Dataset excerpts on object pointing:
################
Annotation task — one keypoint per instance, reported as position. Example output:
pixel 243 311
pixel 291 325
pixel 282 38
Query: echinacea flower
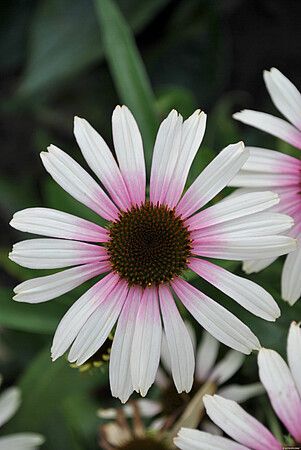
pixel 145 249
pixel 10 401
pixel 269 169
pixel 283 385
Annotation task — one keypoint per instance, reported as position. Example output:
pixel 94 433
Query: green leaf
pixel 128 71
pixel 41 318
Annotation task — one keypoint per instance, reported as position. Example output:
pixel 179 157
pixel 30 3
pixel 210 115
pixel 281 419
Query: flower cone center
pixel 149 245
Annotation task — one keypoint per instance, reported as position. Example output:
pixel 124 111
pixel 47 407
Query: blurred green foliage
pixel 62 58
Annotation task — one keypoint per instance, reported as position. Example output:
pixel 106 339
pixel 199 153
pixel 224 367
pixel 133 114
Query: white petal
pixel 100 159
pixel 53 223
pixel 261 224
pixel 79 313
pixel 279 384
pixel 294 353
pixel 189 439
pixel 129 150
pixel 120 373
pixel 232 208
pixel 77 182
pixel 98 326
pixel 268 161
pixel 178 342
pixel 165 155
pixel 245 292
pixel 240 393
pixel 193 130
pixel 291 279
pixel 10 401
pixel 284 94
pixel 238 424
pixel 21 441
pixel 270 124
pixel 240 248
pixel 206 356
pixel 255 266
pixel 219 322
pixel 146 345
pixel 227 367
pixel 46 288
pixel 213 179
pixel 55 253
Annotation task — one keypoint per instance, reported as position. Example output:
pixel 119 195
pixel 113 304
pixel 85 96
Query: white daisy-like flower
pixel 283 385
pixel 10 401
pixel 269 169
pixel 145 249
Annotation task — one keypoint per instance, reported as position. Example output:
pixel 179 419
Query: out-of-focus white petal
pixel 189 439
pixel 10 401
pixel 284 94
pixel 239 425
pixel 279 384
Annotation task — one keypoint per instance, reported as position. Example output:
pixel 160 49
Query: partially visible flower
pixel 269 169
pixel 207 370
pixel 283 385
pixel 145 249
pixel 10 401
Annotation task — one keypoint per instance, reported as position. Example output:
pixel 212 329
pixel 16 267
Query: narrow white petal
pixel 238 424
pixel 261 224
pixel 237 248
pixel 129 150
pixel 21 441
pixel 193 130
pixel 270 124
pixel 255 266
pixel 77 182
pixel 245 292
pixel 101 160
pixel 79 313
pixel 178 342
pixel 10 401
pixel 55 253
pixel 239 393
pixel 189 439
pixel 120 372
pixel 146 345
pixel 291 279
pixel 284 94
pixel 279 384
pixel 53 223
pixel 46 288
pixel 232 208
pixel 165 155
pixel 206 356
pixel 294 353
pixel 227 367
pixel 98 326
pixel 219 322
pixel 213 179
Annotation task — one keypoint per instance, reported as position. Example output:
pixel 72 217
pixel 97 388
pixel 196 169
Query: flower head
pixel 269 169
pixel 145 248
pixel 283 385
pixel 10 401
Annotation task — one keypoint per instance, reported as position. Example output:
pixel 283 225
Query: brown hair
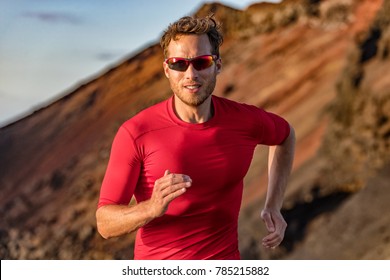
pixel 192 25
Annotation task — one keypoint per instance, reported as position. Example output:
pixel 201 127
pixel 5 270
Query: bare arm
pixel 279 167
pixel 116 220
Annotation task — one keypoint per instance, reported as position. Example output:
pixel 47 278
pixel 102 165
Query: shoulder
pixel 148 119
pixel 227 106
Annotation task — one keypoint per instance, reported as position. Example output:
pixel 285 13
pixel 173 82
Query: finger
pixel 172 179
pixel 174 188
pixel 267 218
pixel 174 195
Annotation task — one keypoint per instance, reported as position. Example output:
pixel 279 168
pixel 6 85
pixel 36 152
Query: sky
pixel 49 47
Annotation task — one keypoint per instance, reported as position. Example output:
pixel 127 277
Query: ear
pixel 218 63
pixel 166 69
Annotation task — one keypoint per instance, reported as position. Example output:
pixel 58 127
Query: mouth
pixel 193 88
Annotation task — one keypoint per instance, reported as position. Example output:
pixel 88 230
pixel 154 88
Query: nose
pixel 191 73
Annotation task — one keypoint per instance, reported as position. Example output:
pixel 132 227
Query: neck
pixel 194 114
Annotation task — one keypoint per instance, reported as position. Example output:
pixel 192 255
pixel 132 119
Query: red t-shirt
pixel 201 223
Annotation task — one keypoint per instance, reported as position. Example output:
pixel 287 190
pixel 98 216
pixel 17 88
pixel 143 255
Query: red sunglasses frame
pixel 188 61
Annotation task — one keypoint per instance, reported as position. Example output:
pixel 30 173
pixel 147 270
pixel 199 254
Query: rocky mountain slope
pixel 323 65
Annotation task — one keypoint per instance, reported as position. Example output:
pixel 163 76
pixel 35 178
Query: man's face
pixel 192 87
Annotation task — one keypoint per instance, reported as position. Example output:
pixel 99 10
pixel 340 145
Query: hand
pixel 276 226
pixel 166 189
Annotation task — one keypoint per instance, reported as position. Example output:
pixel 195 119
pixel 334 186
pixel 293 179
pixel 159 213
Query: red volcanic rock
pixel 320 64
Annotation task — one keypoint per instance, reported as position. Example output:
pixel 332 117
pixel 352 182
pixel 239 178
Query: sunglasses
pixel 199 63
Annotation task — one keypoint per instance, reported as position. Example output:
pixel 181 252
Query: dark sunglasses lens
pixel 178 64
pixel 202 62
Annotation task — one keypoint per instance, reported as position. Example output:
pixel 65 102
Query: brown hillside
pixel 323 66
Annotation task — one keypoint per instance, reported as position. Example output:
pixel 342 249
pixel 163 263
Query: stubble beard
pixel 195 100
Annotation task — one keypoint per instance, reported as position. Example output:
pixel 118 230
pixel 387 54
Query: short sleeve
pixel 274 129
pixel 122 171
################
**Problem details:** Return all of the entries exactly as written, but drop any pictures they hold.

**Output for this exercise:**
Annotation task — one keypoint per instance, reported as position. Example output:
pixel 243 311
pixel 291 325
pixel 282 38
Query: echinacea flower
pixel 145 249
pixel 10 401
pixel 269 169
pixel 283 385
Annotation task — one keypoint per instance, reported as position. Example output:
pixel 94 433
Query: green leaf
pixel 128 71
pixel 41 318
Annotation task — one keypoint per instance, reported as position. Example output:
pixel 179 157
pixel 30 3
pixel 210 115
pixel 281 419
Query: flower cone center
pixel 149 245
Annotation task — one keypoint per instance, reported as position. Example output:
pixel 124 111
pixel 47 407
Query: blurred green foliage
pixel 62 58
Annotation task — one keypoint per instance, reported as position. Example output:
pixel 106 339
pixel 199 153
pixel 224 367
pixel 133 114
Query: white petal
pixel 100 159
pixel 53 223
pixel 261 224
pixel 79 313
pixel 279 384
pixel 294 353
pixel 189 439
pixel 129 150
pixel 120 373
pixel 232 208
pixel 77 182
pixel 98 326
pixel 268 161
pixel 178 342
pixel 165 155
pixel 245 292
pixel 240 393
pixel 193 130
pixel 291 279
pixel 10 401
pixel 284 94
pixel 238 424
pixel 21 441
pixel 270 124
pixel 240 248
pixel 206 356
pixel 255 266
pixel 219 322
pixel 146 345
pixel 227 367
pixel 46 288
pixel 213 179
pixel 55 253
Annotation task — one keypoint per instance, reported as position. Example output:
pixel 119 195
pixel 113 304
pixel 85 96
Query: white daisy-like flower
pixel 283 385
pixel 10 401
pixel 269 169
pixel 145 249
Annotation task — one keypoint per instance, reported as position. Example output:
pixel 179 419
Query: out-of-focus white petal
pixel 189 439
pixel 10 401
pixel 284 94
pixel 239 425
pixel 279 384
Annotation task — one keypoint per instance, reported as position. Example output:
pixel 160 49
Query: partially visible flower
pixel 269 169
pixel 207 370
pixel 283 385
pixel 145 249
pixel 10 401
Annotation task — one keypoint per instance, reported as position. Example output:
pixel 212 329
pixel 16 267
Query: narrow white petal
pixel 238 424
pixel 261 224
pixel 237 248
pixel 129 150
pixel 21 441
pixel 193 130
pixel 270 124
pixel 255 266
pixel 77 182
pixel 245 292
pixel 101 160
pixel 79 313
pixel 178 342
pixel 10 401
pixel 55 253
pixel 239 393
pixel 189 439
pixel 120 372
pixel 146 345
pixel 291 279
pixel 284 94
pixel 279 384
pixel 53 223
pixel 46 288
pixel 232 208
pixel 165 155
pixel 206 356
pixel 294 353
pixel 227 367
pixel 98 326
pixel 219 322
pixel 213 179
Annotation task — one keypoint per instance, reported as position. Example output:
pixel 72 217
pixel 97 388
pixel 196 169
Query: flower head
pixel 269 169
pixel 145 248
pixel 283 385
pixel 10 401
Annotation task — one keypoint per instance, reported as position. Example output:
pixel 283 225
Query: brown hair
pixel 192 25
Annotation task — one keypoint per instance, reported as position. Example output:
pixel 201 127
pixel 5 270
Query: bare arm
pixel 279 167
pixel 116 220
Annotation task — one keypoint per instance, reported as position. Example output:
pixel 47 278
pixel 102 165
Query: shoulder
pixel 148 119
pixel 227 106
Annotation task — one keypoint per instance, reported as position. Example output:
pixel 285 13
pixel 173 82
Query: finger
pixel 172 179
pixel 174 188
pixel 267 218
pixel 174 195
Annotation task — one keypoint per instance, reported as position. Example output:
pixel 279 168
pixel 6 85
pixel 36 152
Query: sky
pixel 49 47
Annotation task — one keypoint per instance, reported as position. Example output:
pixel 127 277
Query: ear
pixel 218 63
pixel 166 69
Annotation task — one keypoint per instance, reported as position. Example output:
pixel 58 127
Query: mouth
pixel 193 88
Annotation task — one keypoint per instance, reported as position. Example output:
pixel 88 230
pixel 154 88
Query: nose
pixel 191 73
Annotation task — one keypoint per instance, reported as position. Example output:
pixel 132 227
Query: neck
pixel 194 114
Annotation task — one keypoint per instance, reported as position. Example output:
pixel 192 255
pixel 132 119
Query: red t-shirt
pixel 201 223
Annotation task — one keypoint per instance, reported as position. Example output:
pixel 287 190
pixel 98 216
pixel 17 88
pixel 143 255
Query: red sunglasses frame
pixel 188 61
Annotation task — one keypoint per instance, reported as position. Example output:
pixel 30 173
pixel 147 270
pixel 199 254
Query: rocky mountain slope
pixel 323 65
Annotation task — one keypoint per instance, reported as position. Example output:
pixel 163 76
pixel 35 178
Query: man's face
pixel 192 87
Annotation task — one keypoint per instance, reported as position. Example output:
pixel 99 10
pixel 340 145
Query: hand
pixel 276 226
pixel 166 189
Annotation task — one keypoint per instance, reported as position. Example output:
pixel 195 119
pixel 334 186
pixel 293 179
pixel 159 213
Query: red volcanic rock
pixel 320 64
Annotation task — one keypoint per instance, reported as position. Example output:
pixel 332 117
pixel 352 182
pixel 239 178
Query: sunglasses
pixel 199 63
Annotation task — one keypoint per instance, reported as position. Example output:
pixel 181 252
Query: dark sunglasses lens
pixel 178 64
pixel 202 62
Annotation task — one keypoint per instance, reported as position. Example output:
pixel 65 102
Query: brown hillside
pixel 323 66
Annotation task — one keypoint per instance, reported as position. Example output:
pixel 342 249
pixel 163 263
Query: stubble beard
pixel 195 100
Annotation task — one keypoint per instance, reported as position. Example output:
pixel 118 230
pixel 387 54
Query: short sleeve
pixel 274 129
pixel 122 171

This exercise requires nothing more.